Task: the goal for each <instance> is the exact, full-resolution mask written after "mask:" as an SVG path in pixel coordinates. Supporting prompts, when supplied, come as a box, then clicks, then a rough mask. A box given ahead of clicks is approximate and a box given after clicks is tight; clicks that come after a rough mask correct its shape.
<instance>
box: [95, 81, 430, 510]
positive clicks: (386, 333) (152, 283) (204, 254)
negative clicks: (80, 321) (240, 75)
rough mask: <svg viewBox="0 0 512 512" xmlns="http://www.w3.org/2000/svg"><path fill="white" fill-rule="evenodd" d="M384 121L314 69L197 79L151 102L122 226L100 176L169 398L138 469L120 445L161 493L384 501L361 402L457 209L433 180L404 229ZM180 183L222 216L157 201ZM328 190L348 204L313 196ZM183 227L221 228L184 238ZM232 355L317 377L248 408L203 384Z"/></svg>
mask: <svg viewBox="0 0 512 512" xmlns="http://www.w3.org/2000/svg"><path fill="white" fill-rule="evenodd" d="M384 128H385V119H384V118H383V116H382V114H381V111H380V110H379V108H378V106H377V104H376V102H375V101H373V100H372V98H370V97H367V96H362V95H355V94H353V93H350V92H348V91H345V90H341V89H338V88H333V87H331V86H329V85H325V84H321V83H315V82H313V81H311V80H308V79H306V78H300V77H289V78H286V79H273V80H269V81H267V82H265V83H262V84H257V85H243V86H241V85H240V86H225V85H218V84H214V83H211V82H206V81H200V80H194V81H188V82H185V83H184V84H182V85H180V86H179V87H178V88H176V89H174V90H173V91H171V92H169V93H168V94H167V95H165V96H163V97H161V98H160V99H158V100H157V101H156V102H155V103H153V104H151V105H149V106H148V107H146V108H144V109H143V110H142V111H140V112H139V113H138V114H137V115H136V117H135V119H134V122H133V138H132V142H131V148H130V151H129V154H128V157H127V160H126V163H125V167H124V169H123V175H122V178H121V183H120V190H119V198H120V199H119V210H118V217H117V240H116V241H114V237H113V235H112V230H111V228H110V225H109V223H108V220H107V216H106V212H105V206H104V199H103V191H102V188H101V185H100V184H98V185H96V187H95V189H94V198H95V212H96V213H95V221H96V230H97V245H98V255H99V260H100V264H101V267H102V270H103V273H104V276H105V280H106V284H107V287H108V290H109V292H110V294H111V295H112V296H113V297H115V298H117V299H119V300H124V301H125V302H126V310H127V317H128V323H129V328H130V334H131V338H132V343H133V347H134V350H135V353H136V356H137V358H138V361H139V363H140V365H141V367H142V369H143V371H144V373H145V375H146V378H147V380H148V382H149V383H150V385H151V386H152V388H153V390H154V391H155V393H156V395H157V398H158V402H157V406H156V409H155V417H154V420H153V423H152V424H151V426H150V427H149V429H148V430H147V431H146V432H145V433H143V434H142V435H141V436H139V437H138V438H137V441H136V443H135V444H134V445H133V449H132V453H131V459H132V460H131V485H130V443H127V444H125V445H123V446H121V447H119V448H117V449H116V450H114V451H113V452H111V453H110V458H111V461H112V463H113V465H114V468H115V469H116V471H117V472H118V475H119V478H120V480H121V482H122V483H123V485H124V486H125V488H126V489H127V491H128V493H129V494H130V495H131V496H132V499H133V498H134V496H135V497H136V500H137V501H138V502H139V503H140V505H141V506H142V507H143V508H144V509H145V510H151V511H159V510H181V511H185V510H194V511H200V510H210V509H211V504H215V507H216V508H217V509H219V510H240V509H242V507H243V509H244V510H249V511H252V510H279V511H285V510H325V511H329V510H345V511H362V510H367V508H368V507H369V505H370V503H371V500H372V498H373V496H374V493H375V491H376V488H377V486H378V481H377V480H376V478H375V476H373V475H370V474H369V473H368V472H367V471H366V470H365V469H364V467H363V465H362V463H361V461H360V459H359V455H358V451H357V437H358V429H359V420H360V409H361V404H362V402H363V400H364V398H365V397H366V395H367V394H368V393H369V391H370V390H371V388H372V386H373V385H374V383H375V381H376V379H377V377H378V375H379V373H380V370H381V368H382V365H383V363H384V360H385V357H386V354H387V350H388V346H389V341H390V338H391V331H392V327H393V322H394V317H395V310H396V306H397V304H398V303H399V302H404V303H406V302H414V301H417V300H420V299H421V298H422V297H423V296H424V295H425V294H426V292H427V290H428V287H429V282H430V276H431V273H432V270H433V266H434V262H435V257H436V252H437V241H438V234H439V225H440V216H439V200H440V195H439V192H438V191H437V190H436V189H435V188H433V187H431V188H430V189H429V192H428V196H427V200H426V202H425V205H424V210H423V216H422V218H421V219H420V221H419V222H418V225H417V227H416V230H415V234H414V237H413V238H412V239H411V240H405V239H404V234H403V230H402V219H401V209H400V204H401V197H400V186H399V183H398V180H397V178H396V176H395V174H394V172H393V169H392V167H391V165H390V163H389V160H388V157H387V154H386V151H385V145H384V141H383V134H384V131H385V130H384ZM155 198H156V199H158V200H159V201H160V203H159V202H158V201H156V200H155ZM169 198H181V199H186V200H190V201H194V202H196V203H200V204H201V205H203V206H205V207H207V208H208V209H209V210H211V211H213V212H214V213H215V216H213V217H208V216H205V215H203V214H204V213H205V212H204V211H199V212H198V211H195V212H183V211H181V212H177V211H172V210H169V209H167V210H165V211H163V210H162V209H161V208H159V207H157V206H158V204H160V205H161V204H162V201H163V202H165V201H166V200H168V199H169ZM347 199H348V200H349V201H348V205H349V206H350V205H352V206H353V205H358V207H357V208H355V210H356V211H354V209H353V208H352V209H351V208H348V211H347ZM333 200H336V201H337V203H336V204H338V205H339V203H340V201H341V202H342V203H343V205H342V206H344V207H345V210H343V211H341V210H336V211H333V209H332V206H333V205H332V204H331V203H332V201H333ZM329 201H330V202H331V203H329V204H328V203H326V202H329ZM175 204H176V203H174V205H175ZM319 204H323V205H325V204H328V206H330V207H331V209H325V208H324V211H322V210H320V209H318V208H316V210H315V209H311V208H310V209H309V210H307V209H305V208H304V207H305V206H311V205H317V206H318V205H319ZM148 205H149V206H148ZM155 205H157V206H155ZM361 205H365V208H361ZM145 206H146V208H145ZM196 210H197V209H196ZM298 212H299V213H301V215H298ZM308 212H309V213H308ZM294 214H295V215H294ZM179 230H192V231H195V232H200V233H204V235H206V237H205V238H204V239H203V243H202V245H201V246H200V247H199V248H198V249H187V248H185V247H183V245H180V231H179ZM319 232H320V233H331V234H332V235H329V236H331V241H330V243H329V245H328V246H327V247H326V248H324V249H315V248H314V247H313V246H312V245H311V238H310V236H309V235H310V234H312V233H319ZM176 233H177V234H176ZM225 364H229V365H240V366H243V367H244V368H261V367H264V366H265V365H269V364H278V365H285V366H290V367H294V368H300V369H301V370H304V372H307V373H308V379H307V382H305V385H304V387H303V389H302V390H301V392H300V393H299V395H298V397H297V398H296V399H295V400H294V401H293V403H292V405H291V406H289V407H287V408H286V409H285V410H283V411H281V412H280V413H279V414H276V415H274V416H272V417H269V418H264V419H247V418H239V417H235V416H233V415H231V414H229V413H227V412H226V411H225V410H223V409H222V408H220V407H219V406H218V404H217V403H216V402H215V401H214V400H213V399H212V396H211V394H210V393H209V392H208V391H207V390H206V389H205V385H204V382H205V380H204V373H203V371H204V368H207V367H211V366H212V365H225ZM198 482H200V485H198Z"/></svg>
□ □ □ □ □ □ □
WORK ITEM:
Output the lines of the records above exactly as they appear, from the line containing "box: [95, 81, 430, 510]" through the line containing "negative clicks: (80, 321) (240, 75)".

SOLUTION TO THIS TASK:
box: [95, 81, 430, 510]
positive clicks: (386, 333) (152, 283) (204, 254)
negative clicks: (80, 321) (240, 75)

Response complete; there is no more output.